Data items
--- start ---
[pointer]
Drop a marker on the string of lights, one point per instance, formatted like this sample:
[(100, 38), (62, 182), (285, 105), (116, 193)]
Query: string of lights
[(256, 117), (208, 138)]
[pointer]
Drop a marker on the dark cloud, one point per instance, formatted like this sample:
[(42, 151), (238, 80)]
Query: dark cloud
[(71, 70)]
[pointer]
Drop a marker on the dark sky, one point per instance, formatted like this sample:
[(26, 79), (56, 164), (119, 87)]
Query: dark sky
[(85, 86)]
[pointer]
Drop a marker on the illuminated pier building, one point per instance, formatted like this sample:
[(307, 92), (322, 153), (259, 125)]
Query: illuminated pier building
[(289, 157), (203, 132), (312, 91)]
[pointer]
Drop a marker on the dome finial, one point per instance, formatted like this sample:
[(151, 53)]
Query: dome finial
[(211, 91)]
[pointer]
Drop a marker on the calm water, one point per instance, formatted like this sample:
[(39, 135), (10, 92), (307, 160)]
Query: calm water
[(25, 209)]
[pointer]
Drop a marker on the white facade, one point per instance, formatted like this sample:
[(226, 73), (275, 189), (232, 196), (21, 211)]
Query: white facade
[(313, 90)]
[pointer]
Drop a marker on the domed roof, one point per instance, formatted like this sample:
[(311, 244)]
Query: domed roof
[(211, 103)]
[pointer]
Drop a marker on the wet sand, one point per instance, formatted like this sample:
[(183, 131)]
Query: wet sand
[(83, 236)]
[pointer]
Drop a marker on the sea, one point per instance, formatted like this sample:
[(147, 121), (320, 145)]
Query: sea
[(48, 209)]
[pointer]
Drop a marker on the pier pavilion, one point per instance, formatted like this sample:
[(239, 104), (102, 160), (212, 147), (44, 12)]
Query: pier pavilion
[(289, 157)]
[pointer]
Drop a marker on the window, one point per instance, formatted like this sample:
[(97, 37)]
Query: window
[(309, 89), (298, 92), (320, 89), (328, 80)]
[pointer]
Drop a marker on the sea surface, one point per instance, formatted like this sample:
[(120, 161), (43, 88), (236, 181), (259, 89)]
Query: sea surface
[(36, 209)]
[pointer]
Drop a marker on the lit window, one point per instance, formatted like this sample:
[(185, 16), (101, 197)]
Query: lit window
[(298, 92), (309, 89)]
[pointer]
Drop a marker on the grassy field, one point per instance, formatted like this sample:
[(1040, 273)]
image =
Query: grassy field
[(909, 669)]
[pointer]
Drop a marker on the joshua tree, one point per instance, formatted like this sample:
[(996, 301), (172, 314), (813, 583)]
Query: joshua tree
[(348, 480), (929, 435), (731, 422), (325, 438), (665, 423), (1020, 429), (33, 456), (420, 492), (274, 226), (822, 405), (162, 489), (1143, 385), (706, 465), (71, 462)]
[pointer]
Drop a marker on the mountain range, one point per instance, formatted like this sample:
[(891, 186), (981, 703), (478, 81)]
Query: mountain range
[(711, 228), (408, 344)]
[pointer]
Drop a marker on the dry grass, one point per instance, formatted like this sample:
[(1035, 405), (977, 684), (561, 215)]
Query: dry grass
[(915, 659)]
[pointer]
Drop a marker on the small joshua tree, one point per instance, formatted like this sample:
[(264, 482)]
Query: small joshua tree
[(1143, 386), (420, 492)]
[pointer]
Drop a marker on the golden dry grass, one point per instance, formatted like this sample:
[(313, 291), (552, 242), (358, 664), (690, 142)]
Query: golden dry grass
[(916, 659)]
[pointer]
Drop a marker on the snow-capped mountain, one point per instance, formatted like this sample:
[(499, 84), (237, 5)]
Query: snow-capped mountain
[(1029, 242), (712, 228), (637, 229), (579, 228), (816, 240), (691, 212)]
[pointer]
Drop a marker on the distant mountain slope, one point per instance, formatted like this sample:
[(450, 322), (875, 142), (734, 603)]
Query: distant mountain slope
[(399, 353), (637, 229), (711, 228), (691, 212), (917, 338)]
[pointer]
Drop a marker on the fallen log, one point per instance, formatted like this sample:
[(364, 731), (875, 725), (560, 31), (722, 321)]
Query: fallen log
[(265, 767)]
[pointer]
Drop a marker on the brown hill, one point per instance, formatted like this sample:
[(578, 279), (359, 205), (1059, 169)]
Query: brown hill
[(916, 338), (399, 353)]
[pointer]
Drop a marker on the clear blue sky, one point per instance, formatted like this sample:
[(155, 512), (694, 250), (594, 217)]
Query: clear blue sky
--- end ---
WHAT IS EXPECTED - Copy every one of the lines above word for word, changing nothing.

SOLUTION TO THIS TASK -
[pointer]
Drop a marker on the string of lights, one point per instance, formatted like this sample:
[(100, 38), (62, 182), (285, 105), (116, 193)]
Query: string of lights
[(256, 117), (208, 138)]
[pointer]
Drop a marker on the dark cloud, one point per instance, formatted like this sample:
[(42, 151), (238, 80)]
Query: dark cloud
[(71, 70)]
[pointer]
Drop a marker on the dark sky, one point per instance, formatted like this sample:
[(26, 79), (56, 164), (119, 87)]
Query: dark sky
[(85, 86)]
[pointer]
Drop a marker on the illuminated pier building, one point per instance, formatted like this sample:
[(307, 92), (322, 153), (259, 125)]
Query: illuminated pier building
[(289, 157), (203, 132), (312, 91)]
[pointer]
Drop a marker on the dome finial, one point per instance, formatted like this sample:
[(151, 53)]
Query: dome finial
[(211, 91)]
[pointer]
Drop a marker on the calm water, one point per instance, formatted like this sample:
[(39, 135), (10, 92), (307, 160)]
Query: calm water
[(25, 209)]
[pointer]
Drop a marker on the white facade, one point per instance, formatted like this sample:
[(226, 73), (275, 189), (232, 196), (21, 211)]
Query: white facade
[(313, 90)]
[pointer]
Drop a marker on the domed roof, one point per instance, formatted like this sample:
[(311, 244)]
Query: domed roof
[(211, 103)]
[pointer]
Drop a marker on the wet sand, one point per instance, formatted like this sample:
[(183, 131)]
Query: wet sand
[(83, 236)]
[pointer]
Drop a marker on the sea, one point per instance, formatted like this sample:
[(147, 121), (320, 145)]
Query: sea
[(48, 209)]
[pointer]
Drop a marker on the pier pavilion, one point per instance, formatted like this sample:
[(239, 104), (102, 160), (212, 147), (44, 12)]
Query: pier pavilion
[(289, 157)]
[pointer]
Drop a marker on the window, one point per instance, formatted like this sample:
[(97, 37)]
Query: window
[(309, 89), (298, 92), (320, 89), (328, 80)]
[pointer]
Drop a marker on the sea surface, one point per instance, formatted like this sample:
[(120, 161), (43, 88), (236, 181), (259, 89)]
Query: sea surface
[(36, 209)]
[pointer]
Drop a marker on the lit window, one point per instance, formatted like this sample:
[(185, 16), (101, 197)]
Query: lit window
[(298, 92), (309, 89)]
[pointer]
Drop a marker on the grassy field, one point per instance, formatted like this sample:
[(1040, 273)]
image =
Query: grassy field
[(909, 669)]
[pointer]
Drop a marker on the joshua tree, one point per instance, formatted like this sample:
[(996, 301), (172, 314), (813, 583)]
Query: joshua tree
[(348, 480), (929, 435), (731, 422), (325, 438), (665, 423), (1020, 429), (33, 456), (420, 492), (274, 226), (822, 405), (162, 489), (1143, 385), (706, 465), (71, 462)]
[pointer]
Drop a marker on the mountain range, one point per instance, formatted like this sample:
[(891, 186), (981, 703), (478, 81)]
Query: mountain range
[(711, 228), (408, 344)]
[pointer]
Drop a marker on the dry grass, one point per instance, formatted like this sample:
[(1035, 405), (977, 684), (561, 215)]
Query: dry grass
[(915, 659)]
[pointer]
Drop a marker on the small joshua tree, one point per instance, formatted like this sample:
[(264, 482)]
Query: small joshua tree
[(1143, 386), (420, 492)]
[pointer]
Drop a marker on the golden dry grass, one point per instance, formatted like this sample:
[(313, 291), (552, 242), (358, 664), (690, 142)]
Query: golden dry grass
[(916, 659)]
[pointer]
Drop a marker on the snow-capped mountain, one point per instance, formatted like this sample:
[(499, 84), (237, 5)]
Query: snow-capped mountain
[(1029, 242), (712, 228), (637, 229), (579, 228), (816, 240), (691, 212)]
[pointer]
Drop a marker on the distant mountain slope, one point per instance, formatted like this sample:
[(450, 322), (875, 142), (734, 603)]
Query: distant mountain slope
[(399, 353), (637, 229), (711, 228), (691, 212), (917, 338)]
[pointer]
Drop a marker on the fallen log, one point per instance, formatted like this sample:
[(364, 731), (875, 725), (560, 31), (722, 321)]
Query: fallen log
[(265, 767)]
[pointer]
Drop a marker on the brown hill, one point per instance, formatted like this sample:
[(578, 279), (359, 205), (1059, 169)]
Query: brown hill
[(916, 338), (399, 353)]
[pointer]
Drop a marker on the clear blue sky, one point per instance, formatted like this sample:
[(155, 512), (694, 250), (594, 217)]
Query: clear blue sky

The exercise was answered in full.